= Request =
Copy the lines of the listing below without any changes, from its first line through the line containing "Segments of the round".

Dataset excerpt
----

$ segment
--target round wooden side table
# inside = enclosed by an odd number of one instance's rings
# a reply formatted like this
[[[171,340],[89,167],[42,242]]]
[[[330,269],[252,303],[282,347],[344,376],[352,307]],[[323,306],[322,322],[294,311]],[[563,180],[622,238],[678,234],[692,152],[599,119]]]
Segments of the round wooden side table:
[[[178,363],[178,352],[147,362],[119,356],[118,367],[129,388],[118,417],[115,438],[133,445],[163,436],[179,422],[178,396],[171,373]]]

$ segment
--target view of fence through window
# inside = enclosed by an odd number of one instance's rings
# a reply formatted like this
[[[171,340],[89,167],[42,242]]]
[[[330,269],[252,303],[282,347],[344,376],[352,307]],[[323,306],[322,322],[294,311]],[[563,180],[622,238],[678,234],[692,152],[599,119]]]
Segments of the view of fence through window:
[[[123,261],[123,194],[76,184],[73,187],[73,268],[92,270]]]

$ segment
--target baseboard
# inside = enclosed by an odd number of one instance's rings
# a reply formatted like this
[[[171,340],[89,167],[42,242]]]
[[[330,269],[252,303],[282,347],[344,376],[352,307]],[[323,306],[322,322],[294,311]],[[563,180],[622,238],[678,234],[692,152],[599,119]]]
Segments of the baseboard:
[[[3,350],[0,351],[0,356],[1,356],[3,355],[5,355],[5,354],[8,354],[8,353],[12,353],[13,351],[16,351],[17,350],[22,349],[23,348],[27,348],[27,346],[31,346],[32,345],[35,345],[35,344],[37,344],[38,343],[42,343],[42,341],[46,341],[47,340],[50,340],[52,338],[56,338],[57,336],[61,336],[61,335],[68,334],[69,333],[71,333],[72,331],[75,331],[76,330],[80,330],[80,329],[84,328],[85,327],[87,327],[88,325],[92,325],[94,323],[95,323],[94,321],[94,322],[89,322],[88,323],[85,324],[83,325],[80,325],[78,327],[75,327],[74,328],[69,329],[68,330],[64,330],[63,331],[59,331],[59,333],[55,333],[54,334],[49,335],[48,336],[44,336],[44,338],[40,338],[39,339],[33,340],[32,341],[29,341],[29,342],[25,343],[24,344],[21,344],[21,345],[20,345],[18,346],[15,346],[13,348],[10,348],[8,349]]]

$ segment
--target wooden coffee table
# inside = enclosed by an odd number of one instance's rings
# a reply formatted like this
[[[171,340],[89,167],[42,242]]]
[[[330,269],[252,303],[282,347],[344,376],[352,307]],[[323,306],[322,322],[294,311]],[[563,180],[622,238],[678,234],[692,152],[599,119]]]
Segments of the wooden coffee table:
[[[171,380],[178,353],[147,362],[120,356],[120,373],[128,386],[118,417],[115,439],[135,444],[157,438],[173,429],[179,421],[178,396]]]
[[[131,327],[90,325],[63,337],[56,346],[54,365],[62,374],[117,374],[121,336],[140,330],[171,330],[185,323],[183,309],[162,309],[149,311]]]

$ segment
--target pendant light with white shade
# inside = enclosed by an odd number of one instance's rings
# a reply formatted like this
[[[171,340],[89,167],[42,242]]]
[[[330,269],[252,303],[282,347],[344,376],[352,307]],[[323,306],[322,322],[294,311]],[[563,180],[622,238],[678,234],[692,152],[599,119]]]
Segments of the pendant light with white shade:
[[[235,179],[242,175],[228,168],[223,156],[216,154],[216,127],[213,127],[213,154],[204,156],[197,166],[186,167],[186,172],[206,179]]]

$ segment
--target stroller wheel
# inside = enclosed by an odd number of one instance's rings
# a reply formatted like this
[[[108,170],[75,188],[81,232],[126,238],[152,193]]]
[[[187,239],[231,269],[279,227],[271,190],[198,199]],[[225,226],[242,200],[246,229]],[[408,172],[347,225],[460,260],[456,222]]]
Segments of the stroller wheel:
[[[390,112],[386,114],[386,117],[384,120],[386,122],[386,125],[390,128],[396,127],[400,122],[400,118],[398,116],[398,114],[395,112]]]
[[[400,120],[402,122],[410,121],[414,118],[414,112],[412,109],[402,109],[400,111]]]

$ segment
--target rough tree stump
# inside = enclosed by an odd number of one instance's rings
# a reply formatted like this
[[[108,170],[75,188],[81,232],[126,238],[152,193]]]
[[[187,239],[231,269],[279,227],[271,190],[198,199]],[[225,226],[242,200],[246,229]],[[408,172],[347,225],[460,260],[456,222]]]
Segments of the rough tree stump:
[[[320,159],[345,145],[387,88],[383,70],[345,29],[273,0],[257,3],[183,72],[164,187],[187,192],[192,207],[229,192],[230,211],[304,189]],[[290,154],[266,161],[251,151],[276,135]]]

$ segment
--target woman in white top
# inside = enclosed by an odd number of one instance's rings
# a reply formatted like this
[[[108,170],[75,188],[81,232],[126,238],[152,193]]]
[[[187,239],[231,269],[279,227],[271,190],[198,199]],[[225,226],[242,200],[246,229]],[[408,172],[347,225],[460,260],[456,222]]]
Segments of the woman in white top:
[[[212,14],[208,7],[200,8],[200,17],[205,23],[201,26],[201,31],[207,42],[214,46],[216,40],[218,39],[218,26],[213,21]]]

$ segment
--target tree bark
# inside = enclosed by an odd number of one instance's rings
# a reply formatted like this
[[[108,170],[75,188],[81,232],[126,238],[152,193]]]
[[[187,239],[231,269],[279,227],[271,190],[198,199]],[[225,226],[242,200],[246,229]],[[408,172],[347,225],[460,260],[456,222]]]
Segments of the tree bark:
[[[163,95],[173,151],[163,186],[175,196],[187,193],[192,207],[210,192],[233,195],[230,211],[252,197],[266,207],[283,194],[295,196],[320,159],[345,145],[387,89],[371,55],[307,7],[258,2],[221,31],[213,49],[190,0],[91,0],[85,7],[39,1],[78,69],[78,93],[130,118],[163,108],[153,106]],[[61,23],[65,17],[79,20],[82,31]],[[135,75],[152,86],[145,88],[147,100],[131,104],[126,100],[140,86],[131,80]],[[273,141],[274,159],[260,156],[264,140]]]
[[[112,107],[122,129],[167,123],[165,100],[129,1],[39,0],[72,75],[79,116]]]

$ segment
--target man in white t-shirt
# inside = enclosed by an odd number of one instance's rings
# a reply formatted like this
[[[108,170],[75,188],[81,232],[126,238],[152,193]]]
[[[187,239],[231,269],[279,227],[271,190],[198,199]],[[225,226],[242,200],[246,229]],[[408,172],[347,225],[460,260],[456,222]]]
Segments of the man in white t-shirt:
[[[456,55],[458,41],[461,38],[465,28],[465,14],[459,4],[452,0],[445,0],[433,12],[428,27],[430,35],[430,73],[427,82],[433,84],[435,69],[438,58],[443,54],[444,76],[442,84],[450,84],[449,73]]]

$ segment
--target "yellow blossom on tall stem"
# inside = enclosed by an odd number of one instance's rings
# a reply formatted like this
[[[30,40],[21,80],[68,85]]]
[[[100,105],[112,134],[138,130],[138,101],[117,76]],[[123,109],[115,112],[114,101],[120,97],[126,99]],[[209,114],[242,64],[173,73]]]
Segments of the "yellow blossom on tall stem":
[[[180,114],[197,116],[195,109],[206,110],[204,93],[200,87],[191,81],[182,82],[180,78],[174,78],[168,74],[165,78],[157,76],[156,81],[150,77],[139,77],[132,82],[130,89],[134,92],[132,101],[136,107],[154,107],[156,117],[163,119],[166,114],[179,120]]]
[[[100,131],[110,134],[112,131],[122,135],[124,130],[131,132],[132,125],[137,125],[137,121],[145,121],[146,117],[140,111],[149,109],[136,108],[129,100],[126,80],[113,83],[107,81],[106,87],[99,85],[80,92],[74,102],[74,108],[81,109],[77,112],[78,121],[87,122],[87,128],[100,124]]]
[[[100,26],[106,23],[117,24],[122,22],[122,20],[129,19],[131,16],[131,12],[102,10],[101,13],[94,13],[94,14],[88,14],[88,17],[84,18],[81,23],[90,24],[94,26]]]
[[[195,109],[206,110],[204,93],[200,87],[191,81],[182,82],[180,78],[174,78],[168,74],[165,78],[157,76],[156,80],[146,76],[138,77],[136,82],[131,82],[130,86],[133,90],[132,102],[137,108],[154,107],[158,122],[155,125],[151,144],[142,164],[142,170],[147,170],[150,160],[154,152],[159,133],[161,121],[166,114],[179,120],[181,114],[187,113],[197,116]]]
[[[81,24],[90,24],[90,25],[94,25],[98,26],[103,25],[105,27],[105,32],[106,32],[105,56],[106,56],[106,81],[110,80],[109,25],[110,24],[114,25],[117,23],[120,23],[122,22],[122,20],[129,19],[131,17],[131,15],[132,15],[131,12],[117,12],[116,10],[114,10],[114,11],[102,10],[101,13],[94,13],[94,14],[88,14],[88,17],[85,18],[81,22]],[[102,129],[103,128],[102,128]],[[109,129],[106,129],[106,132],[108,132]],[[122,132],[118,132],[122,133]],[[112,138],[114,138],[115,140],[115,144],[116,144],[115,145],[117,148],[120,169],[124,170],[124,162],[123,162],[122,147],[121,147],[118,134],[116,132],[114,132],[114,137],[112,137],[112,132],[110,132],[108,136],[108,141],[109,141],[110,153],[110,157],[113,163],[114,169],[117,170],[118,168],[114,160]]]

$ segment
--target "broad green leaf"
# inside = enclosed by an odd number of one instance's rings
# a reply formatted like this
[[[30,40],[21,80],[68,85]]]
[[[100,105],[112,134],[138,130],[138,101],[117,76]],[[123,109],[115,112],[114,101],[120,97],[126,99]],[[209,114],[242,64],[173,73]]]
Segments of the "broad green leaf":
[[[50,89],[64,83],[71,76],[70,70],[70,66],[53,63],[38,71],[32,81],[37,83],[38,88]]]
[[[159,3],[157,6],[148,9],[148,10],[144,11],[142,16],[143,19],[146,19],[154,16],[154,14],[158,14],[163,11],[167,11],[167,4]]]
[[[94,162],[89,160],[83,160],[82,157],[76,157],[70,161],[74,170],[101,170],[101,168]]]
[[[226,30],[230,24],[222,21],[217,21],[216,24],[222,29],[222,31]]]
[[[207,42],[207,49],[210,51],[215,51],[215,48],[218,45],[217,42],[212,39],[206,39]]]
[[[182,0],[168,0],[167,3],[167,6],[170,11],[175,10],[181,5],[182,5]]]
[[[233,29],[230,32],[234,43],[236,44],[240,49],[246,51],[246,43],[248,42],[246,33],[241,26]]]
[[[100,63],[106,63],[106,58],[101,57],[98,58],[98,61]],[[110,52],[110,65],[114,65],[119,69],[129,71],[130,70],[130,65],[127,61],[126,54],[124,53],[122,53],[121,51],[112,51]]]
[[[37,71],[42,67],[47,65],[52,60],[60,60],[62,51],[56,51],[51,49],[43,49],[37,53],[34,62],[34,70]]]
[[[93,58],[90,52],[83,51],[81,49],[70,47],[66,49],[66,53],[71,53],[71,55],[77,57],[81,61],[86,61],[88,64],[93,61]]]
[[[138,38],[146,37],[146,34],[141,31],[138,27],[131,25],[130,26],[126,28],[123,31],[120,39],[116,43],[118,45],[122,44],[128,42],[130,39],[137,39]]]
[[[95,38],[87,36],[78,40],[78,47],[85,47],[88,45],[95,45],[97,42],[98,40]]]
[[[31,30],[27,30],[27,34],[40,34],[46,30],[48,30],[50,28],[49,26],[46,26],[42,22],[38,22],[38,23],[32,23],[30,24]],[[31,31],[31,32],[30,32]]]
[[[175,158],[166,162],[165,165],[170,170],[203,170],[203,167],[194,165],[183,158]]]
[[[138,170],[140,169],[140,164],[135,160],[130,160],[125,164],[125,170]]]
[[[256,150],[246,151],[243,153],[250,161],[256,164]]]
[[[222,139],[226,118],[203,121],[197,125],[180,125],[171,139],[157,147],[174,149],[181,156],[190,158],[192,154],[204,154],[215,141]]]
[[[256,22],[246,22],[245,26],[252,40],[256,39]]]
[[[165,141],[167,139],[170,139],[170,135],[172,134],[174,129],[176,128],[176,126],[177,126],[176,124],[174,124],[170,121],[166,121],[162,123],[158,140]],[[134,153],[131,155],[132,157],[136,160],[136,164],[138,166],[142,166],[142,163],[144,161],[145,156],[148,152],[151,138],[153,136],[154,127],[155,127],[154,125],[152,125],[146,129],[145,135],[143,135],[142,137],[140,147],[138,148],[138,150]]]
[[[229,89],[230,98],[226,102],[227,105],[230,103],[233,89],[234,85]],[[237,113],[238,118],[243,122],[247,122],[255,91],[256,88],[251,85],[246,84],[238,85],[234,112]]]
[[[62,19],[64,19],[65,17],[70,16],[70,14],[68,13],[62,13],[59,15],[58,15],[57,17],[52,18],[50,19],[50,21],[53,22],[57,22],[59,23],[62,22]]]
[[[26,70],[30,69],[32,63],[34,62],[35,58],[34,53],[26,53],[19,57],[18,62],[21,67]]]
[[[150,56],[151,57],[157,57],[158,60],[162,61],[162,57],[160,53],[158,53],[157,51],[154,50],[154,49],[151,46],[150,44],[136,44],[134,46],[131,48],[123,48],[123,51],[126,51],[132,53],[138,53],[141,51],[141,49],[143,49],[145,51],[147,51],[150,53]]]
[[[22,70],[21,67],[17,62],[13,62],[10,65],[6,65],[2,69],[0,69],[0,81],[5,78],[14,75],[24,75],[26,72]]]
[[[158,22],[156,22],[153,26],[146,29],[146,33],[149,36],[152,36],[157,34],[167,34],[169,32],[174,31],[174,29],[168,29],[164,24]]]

----

= Solution for this task =
$ segment
--target round wooden side table
# inside = enclosed by an odd number of one instance's rings
# a reply formatted like this
[[[171,340],[89,167],[42,242]]]
[[[330,269],[252,303],[282,347],[344,376],[352,307]],[[323,306],[322,322],[294,311]],[[563,180],[622,238],[678,234],[692,152],[599,119]]]
Segments of the round wooden side table:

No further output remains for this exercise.